Entries from a dataset:
- - - -
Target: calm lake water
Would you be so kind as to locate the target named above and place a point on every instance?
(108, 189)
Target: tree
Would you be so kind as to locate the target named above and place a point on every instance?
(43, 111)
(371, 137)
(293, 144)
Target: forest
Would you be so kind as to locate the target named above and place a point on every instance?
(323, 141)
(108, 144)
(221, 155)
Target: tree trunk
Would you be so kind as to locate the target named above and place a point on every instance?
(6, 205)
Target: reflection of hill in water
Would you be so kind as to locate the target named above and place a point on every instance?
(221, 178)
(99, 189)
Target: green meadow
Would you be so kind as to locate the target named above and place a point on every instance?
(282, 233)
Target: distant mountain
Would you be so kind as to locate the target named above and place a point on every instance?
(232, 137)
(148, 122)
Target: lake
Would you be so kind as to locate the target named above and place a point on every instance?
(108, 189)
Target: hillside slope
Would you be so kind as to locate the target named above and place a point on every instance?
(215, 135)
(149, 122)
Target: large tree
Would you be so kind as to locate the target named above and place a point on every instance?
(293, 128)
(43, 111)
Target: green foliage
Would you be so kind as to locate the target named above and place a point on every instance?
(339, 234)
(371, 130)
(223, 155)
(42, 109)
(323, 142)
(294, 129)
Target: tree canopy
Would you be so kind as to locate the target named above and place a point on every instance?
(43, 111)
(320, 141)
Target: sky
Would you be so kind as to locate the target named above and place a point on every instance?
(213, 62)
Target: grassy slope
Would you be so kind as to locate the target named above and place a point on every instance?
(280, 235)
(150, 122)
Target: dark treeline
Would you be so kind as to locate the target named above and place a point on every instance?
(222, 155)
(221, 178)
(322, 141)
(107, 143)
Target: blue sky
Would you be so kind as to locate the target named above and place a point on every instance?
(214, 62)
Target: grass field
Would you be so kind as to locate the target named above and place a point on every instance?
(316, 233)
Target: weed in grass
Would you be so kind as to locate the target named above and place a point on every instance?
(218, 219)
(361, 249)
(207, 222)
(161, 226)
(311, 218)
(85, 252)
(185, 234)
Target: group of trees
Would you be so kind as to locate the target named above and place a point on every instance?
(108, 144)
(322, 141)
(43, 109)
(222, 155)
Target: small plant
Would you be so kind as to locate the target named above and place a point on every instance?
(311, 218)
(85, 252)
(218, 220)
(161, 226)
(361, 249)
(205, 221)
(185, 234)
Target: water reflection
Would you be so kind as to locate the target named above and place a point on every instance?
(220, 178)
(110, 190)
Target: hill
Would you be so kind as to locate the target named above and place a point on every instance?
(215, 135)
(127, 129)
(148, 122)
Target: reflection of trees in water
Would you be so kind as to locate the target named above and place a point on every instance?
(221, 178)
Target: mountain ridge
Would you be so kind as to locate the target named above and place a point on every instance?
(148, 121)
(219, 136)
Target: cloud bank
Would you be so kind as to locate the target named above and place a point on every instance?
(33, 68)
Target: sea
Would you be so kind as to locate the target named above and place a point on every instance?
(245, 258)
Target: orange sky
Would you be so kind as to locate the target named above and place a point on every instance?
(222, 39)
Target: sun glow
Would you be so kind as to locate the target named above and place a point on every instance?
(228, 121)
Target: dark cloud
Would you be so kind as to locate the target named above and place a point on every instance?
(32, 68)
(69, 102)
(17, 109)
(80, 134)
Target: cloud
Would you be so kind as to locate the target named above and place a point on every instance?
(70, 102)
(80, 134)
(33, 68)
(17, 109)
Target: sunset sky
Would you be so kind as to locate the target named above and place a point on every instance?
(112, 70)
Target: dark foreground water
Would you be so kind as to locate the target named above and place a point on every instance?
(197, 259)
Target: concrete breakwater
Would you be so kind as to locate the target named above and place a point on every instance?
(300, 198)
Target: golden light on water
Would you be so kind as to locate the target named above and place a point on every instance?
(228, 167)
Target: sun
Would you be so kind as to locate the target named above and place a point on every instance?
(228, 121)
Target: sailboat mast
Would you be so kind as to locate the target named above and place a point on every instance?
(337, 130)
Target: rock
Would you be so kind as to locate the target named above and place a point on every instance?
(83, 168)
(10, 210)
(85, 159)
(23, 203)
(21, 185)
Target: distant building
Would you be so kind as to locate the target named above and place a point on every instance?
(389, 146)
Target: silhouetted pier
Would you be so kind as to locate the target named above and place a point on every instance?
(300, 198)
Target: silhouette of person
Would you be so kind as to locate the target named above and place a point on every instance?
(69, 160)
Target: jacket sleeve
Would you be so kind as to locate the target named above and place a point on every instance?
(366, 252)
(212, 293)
- - - -
GOAL OF THE EXERCISE> Return every one of the items above without any changes.

SOLUTION>
Target: calm lake water
Would you be so kind as to locate the target named above and place a point on every instance?
(108, 189)
Target: tree
Would you be so kind as to locate the target named above and place a point on every instance?
(43, 111)
(371, 137)
(293, 144)
Target: forest
Would you be so kind as to locate the target named above and place a point on every instance?
(323, 141)
(108, 144)
(221, 155)
Target: tree trunk
Would you be so kind as to locate the target named above and place a point on every instance?
(6, 205)
Target: reflection of hill in water
Would you be so kind as to locate the target named above and place a point on every instance?
(221, 178)
(99, 189)
Target: green meadow
Would you be so kind as to locate the target named above and place a point on every instance?
(282, 233)
Target: distant mountain
Would you be so kind as to locate the target named above and place a point on every instance?
(232, 137)
(148, 122)
Target: lake
Would you be so kind as to locate the target named above and place a point on every instance?
(108, 189)
Target: hillside slope
Would you be so kind as to locate the target named above and place a point on every instance?
(215, 135)
(149, 122)
Target: large tree
Would you be so kind as to locate the target named above and place a point on every instance?
(293, 128)
(43, 111)
Target: green foliage
Would you be so kind as to locate the target named above and place a point on every instance?
(339, 234)
(371, 130)
(223, 155)
(42, 109)
(323, 142)
(294, 129)
Target: tree canopy
Would you be so kind as to locate the target named above and place a point on every instance?
(43, 111)
(320, 141)
Target: sky
Would you be so kind as to locate the target named above and place a point on every instance?
(213, 62)
Target: grassy slope
Would you be so kind as to locate the target named above and place a point on every instance?
(280, 235)
(150, 122)
Target: dark treeline
Would you be so kind as to locate the target named above and place a point on every instance?
(222, 155)
(221, 178)
(322, 141)
(107, 143)
Target: blue sky
Would you be so kind as to locate the target named above and place a point on every instance?
(214, 62)
Target: grass field
Would you be so kind as to locate the target named above and place a point on every instance?
(316, 233)
Target: weed in grass
Would you be so kind as to locate the target named above and place a point on every instance?
(218, 219)
(361, 249)
(207, 222)
(161, 226)
(311, 218)
(85, 252)
(185, 234)
Target: group of trees
Would you be so kind as to locate the target named above and place a point on every instance?
(108, 144)
(322, 141)
(43, 109)
(222, 155)
Target: small plant
Would you be so kind as to locate the target named above and place a point on every instance?
(311, 218)
(85, 252)
(218, 220)
(161, 226)
(361, 249)
(205, 221)
(185, 234)
Target: water reflection
Would you be so kind as to locate the target named above and place a point on every instance?
(220, 178)
(110, 190)
Target: hill
Would you be so kind as to locate the target named above and place a point on every instance?
(215, 135)
(127, 129)
(148, 122)
Target: reflection of trees in water
Would you be so kind as to locate the target named above and place a point on every instance?
(221, 178)
Target: mountain ridge
Would you be so kind as to locate the target named above and place a point on every instance?
(148, 121)
(219, 136)
Target: cloud bank
Would you be so kind as to locate the target named above and place a point on every instance?
(33, 68)
Target: sea
Would you be so kind as to locate the target named above and place a point on every instance?
(245, 258)
Target: orange sky
Would you be so kind as to locate the target named above and place a point on every instance?
(222, 39)
Target: sun glow
Would you be so kind as to locate the target named above and place a point on every instance?
(228, 121)
Target: dark cloud
Would you be so kind as to locate the target named above and place a point on every instance?
(32, 68)
(69, 102)
(17, 109)
(80, 134)
Target: cloud
Would you be so kind as to locate the target named above and place a point on every instance?
(70, 102)
(80, 134)
(33, 68)
(17, 109)
Target: sunset sky
Would you be so kind as to locate the target named above and place a point on every instance?
(112, 70)
Target: dark foreground water
Would you be so kind as to locate the target named above and place a point on every instance?
(197, 259)
Target: concrete breakwater
Would you be so kind as to locate the target named above and place a point on every instance?
(300, 198)
Target: golden light on water
Would you be so kind as to locate the target named above and place a point on every instance?
(228, 167)
Target: sun
Would you be so kind as to locate the target named above and place a point on every instance?
(228, 121)
Target: sailboat mast
Would you be so kind as to locate the target named above and place a point on every instance?
(337, 130)
Target: rock
Would you be so kind as to locate the target named above and place a point on every instance?
(83, 168)
(10, 210)
(85, 159)
(23, 203)
(21, 185)
Target: distant building
Would you be so kind as to locate the target named above and place a point on every instance?
(389, 146)
Target: silhouetted pier
Would you be so kind as to locate the target named above and place a point on every instance?
(300, 198)
Target: silhouette of person
Would you be so kind as to locate the target named above and place a point on every instance?
(69, 160)
Target: jacket sleeve
Would you be so kind as to locate the target named above and place a point on every instance?
(366, 252)
(212, 293)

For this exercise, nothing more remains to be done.